_Description of the task_.
Return the full material exactly.

Point annotation dataset records:
══════════════════════════════
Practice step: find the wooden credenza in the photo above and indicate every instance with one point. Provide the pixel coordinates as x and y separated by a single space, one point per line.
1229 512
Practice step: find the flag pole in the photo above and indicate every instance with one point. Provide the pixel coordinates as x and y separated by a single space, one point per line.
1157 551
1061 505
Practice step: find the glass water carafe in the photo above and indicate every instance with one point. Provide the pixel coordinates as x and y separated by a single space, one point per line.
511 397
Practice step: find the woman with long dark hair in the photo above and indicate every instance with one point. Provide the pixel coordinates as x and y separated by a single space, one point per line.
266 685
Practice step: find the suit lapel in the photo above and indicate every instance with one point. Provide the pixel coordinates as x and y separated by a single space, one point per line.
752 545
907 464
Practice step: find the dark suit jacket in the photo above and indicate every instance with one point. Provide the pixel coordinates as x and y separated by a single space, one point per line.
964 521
══════════════════════════════
_Exercise result_.
Practice step: find the wooden credenza in the photo above and indicate every instance with one point. Provide the pixel coordinates as x and y separated by a single space, one point per line.
1229 512
Practice step: find the flag pole in the photo above and indicate every instance with one point. Provide the pixel coordinates as x and y separated by a single space, one point per line.
1157 551
1061 505
Practice step: find the glass water carafe in the photo above and indicate every instance with one point. Provide the pixel coordinates as x and y separated by a single space, one point per line.
511 397
Practice step: find the woman with long dark hair in the photo above and indicate every instance with one point. Provide the pixel coordinates as x and y separated by a single space, one point per line.
266 685
Practice step: find the suit lapel in the photo above and indicate every instance with one point. Provide the pixel coordinates as x and y separated by a single space, one point per line.
752 545
907 464
Practice step: find the dark suit jacket in the photo above and indicate every instance with one point. Provide the pixel coordinates as x and y separated by a single space, one point per line.
964 521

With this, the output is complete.